WORK INSTRUCTION: Reproduce the lines verbatim from the start of the entries through the line containing "positive clicks: (31, 86) (29, 82) (29, 83)", including that line. Omit the pictures from your output.

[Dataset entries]
==========

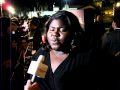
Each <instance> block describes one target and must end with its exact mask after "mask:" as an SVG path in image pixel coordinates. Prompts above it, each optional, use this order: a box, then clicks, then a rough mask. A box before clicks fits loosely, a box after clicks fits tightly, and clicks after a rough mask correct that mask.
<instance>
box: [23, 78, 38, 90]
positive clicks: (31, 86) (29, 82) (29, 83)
mask: <svg viewBox="0 0 120 90" xmlns="http://www.w3.org/2000/svg"><path fill="white" fill-rule="evenodd" d="M24 90H40V87H39V85H38V83H36V82H34V83H32V82H31V80H28V81H27V83H26V85H25V86H24Z"/></svg>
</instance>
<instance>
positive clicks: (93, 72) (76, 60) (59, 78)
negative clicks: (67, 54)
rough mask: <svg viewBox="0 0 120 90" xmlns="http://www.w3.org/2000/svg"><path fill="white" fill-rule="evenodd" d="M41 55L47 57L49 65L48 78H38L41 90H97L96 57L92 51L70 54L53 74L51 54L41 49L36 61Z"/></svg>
mask: <svg viewBox="0 0 120 90" xmlns="http://www.w3.org/2000/svg"><path fill="white" fill-rule="evenodd" d="M40 54H43V55H44V56H45V62H44V63H45V64H47V65H48V71H47V73H46V77H45V78H44V79H41V78H39V77H36V79H35V81H37V82H38V83H40V88H41V89H40V90H88V89H89V90H90V89H91V90H97V89H96V88H97V85H96V84H97V83H96V74H95V71H96V67H95V61H94V60H95V57H94V56H96V55H93V52H92V51H89V52H88V53H78V52H76V53H75V52H74V53H70V54H69V56H68V57H67V58H66V59H65V60H64V61H63V62H62V63H61V64H60V65H59V66H58V68H57V69H56V71H55V72H54V73H53V72H52V69H51V63H50V54H49V52H44V51H42V50H41V49H39V50H38V52H37V53H36V54H35V55H34V56H33V60H36V59H37V58H38V56H39V55H40Z"/></svg>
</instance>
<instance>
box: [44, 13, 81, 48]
mask: <svg viewBox="0 0 120 90" xmlns="http://www.w3.org/2000/svg"><path fill="white" fill-rule="evenodd" d="M55 19H60V20H62V21H63V23H64V24H65V25H66V27H67V29H68V30H69V31H70V33H71V39H72V40H71V47H70V50H71V49H73V48H74V47H76V46H77V45H79V40H80V36H81V33H82V32H83V30H82V28H81V26H80V23H79V20H78V18H77V17H76V16H75V15H74V14H73V13H71V12H69V11H58V12H57V13H55V14H54V15H52V16H51V17H50V18H49V19H48V21H47V22H46V24H45V33H47V31H48V29H49V25H50V24H51V22H52V21H53V20H55ZM46 41H47V40H46ZM46 44H47V45H48V46H49V44H48V42H46ZM48 49H49V47H48Z"/></svg>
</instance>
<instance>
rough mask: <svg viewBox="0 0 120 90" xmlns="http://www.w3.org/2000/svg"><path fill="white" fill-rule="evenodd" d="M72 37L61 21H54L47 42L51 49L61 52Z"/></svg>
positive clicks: (64, 24) (49, 26)
mask: <svg viewBox="0 0 120 90" xmlns="http://www.w3.org/2000/svg"><path fill="white" fill-rule="evenodd" d="M69 36H70V32H69V30H68V29H67V27H66V26H65V24H64V23H63V21H62V20H60V19H54V20H53V21H52V22H51V24H50V25H49V29H48V32H47V40H48V43H49V44H50V46H51V49H54V50H60V49H61V48H65V47H64V44H65V43H66V41H67V39H68V38H69Z"/></svg>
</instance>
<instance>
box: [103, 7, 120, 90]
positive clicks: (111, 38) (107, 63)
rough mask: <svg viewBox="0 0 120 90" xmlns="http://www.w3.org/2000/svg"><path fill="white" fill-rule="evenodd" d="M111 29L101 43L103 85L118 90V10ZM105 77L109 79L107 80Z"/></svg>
mask: <svg viewBox="0 0 120 90" xmlns="http://www.w3.org/2000/svg"><path fill="white" fill-rule="evenodd" d="M112 27H113V31H111V32H109V33H108V34H107V35H106V37H105V38H104V39H103V43H102V49H103V51H104V58H105V59H104V67H105V68H104V70H103V71H104V72H105V73H104V75H106V76H105V77H104V79H105V80H106V82H105V83H104V85H105V86H106V88H107V89H108V87H109V89H110V90H120V78H119V76H120V74H119V70H120V8H119V9H116V10H115V14H114V17H113V23H112ZM112 73H114V74H113V75H111V74H112ZM107 75H109V77H111V78H110V79H108V78H107ZM106 83H107V84H106Z"/></svg>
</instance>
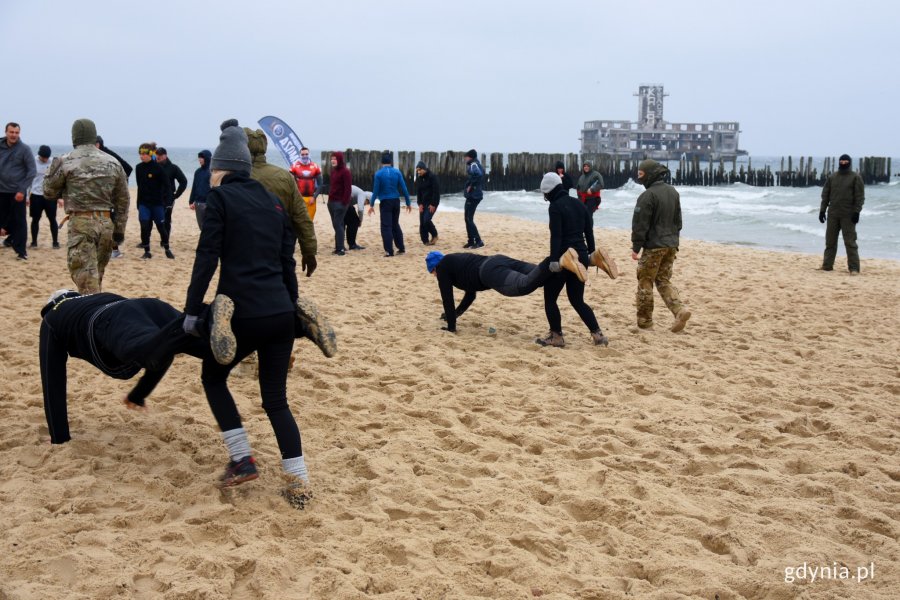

==========

SOLUTION FOR THIS PROBLEM:
Each <instance> block describes one target and must end with its exact mask after "mask:" as an SVG path in image pixel coordinates. Prompts above it, each optional, use this order: a box, then clicks, then a rough mask. A box before clicks fits loosely, a box after clicks fits tightly, and clicks after a rough mask correct that mask.
<instance>
box: [23, 78, 38, 90]
positive clicks: (31, 86) (29, 82) (29, 83)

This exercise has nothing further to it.